→ **What is needed**
Write out the data below in full. Keep it exact.

→ **Stored records**
━━━━━━━━━━━━━━━━
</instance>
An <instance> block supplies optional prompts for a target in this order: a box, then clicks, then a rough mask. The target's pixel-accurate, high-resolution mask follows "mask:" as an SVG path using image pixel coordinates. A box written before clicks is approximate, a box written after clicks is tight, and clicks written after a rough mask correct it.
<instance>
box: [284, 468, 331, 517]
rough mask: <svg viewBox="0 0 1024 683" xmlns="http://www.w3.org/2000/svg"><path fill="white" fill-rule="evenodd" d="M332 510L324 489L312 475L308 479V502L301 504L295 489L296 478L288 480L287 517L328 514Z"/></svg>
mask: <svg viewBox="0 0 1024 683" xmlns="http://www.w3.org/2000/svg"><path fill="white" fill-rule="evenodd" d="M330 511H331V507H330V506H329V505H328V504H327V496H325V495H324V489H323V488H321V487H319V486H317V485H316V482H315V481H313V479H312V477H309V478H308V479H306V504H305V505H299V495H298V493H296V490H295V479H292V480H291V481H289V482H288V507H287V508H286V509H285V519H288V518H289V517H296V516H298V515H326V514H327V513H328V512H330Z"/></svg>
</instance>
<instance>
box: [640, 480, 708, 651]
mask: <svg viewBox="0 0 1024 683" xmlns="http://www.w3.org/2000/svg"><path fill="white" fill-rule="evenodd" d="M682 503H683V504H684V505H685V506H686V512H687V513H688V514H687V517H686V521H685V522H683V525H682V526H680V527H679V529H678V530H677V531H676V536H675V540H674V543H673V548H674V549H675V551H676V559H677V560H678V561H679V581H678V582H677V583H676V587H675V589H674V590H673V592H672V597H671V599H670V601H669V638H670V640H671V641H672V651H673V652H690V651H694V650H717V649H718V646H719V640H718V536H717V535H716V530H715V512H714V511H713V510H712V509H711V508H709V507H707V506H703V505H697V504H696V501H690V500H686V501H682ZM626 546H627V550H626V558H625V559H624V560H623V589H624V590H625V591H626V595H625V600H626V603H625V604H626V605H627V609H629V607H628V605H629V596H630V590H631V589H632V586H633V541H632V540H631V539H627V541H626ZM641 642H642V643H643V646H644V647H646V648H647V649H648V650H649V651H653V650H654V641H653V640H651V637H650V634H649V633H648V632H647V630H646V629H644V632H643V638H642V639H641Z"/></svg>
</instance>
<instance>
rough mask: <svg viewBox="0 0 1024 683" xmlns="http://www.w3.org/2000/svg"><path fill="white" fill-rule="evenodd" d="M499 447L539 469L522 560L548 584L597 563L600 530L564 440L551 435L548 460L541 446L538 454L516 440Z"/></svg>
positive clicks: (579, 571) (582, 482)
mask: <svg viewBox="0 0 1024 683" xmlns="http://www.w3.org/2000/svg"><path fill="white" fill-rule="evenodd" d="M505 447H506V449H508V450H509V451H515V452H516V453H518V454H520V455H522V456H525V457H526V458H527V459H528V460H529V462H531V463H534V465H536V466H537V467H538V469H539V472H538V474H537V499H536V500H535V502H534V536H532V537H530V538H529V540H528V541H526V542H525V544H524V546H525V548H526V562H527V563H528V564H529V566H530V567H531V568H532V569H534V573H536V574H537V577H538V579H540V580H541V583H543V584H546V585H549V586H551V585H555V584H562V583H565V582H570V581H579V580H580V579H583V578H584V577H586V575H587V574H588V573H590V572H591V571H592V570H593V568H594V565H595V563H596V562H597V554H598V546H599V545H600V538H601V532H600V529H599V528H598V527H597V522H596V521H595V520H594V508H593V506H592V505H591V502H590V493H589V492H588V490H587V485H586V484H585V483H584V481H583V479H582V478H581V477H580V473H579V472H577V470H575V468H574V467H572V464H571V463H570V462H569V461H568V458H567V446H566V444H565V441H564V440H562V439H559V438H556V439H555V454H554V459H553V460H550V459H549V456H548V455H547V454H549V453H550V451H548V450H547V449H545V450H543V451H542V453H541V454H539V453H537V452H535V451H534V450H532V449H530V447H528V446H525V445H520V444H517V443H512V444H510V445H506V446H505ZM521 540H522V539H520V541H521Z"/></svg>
━━━━━━━━━━━━━━━━
→ **Reply to the exercise**
</instance>
An <instance> block supplies optional prompts for a target in this order: a box, then clicks, then a rough mask. The target's pixel-accurate, high-resolution mask follows "mask:" as an SVG path using image pixel coordinates. A box written before clicks is approximate, a box written after clicks is tight, and clicks written after a rough mask correct it.
<instance>
box: [284, 468, 331, 517]
rough mask: <svg viewBox="0 0 1024 683" xmlns="http://www.w3.org/2000/svg"><path fill="white" fill-rule="evenodd" d="M332 510L324 489L312 475L308 479V502L301 504L295 489L296 478L288 480L287 517L328 514Z"/></svg>
mask: <svg viewBox="0 0 1024 683" xmlns="http://www.w3.org/2000/svg"><path fill="white" fill-rule="evenodd" d="M330 511H331V507H330V506H329V505H328V504H327V496H325V495H324V489H323V488H321V487H319V486H317V485H316V482H315V481H313V479H312V477H309V478H308V479H306V504H305V505H299V495H298V493H296V490H295V479H292V480H291V481H289V482H288V507H287V508H286V509H285V519H288V518H289V517H296V516H298V515H326V514H327V513H328V512H330Z"/></svg>
</instance>
<instance>
box: [640, 480, 708, 651]
mask: <svg viewBox="0 0 1024 683" xmlns="http://www.w3.org/2000/svg"><path fill="white" fill-rule="evenodd" d="M682 503H683V504H684V505H685V506H686V512H687V513H688V514H687V517H686V521H685V522H683V525H682V526H680V527H679V529H678V530H677V531H676V536H675V540H674V543H673V548H674V549H675V551H676V559H677V560H678V561H679V581H678V582H677V583H676V587H675V589H674V590H673V592H672V597H671V599H670V601H669V638H670V640H671V641H672V651H673V652H690V651H694V650H717V649H718V646H719V640H718V536H717V535H716V530H715V512H714V511H713V510H712V509H711V508H709V507H707V506H703V505H697V504H696V501H690V500H686V501H682ZM626 546H627V550H626V558H625V559H624V560H623V589H624V590H625V591H626V595H625V600H626V603H625V604H626V605H627V609H629V607H628V605H629V596H630V590H631V589H632V586H633V541H632V540H631V539H627V541H626ZM641 642H642V643H643V646H644V647H646V648H647V649H648V650H649V651H653V650H654V641H653V640H651V637H650V634H649V633H648V632H647V630H646V629H644V632H643V638H642V639H641Z"/></svg>
</instance>
<instance>
rough mask: <svg viewBox="0 0 1024 683" xmlns="http://www.w3.org/2000/svg"><path fill="white" fill-rule="evenodd" d="M499 447L539 469L522 560L548 584L597 563L600 530L564 440L551 435L548 460L541 446L538 454L516 440Z"/></svg>
positive clicks: (579, 571) (582, 482)
mask: <svg viewBox="0 0 1024 683" xmlns="http://www.w3.org/2000/svg"><path fill="white" fill-rule="evenodd" d="M505 447H506V449H508V450H509V451H515V452H516V453H518V454H520V455H522V456H525V457H526V458H527V459H528V460H529V462H531V463H534V465H536V466H537V467H538V469H539V472H538V474H537V499H536V500H535V502H534V536H532V537H530V538H529V540H528V541H526V542H525V544H524V546H525V548H526V562H527V563H528V564H529V566H530V567H531V568H532V569H534V573H536V574H537V577H538V579H540V580H541V583H543V584H546V585H549V586H551V585H555V584H562V583H565V582H570V581H579V580H580V579H583V578H584V577H586V575H587V574H588V573H590V572H591V571H592V570H593V568H594V565H595V563H596V562H597V554H598V546H599V545H600V538H601V532H600V529H599V528H598V527H597V522H596V521H595V520H594V508H593V506H592V505H591V502H590V493H589V492H588V490H587V485H586V484H585V483H584V481H583V479H582V478H581V477H580V473H579V472H577V470H575V468H574V467H572V464H571V463H570V462H569V461H568V458H567V446H566V444H565V441H564V440H562V439H559V438H556V439H555V454H554V459H553V460H550V459H549V456H548V455H547V454H549V453H550V451H548V450H547V449H545V450H543V451H542V453H541V454H539V453H537V452H535V451H534V450H532V449H530V447H528V446H525V445H520V444H517V443H512V444H510V445H506V446H505ZM521 540H522V539H520V541H521Z"/></svg>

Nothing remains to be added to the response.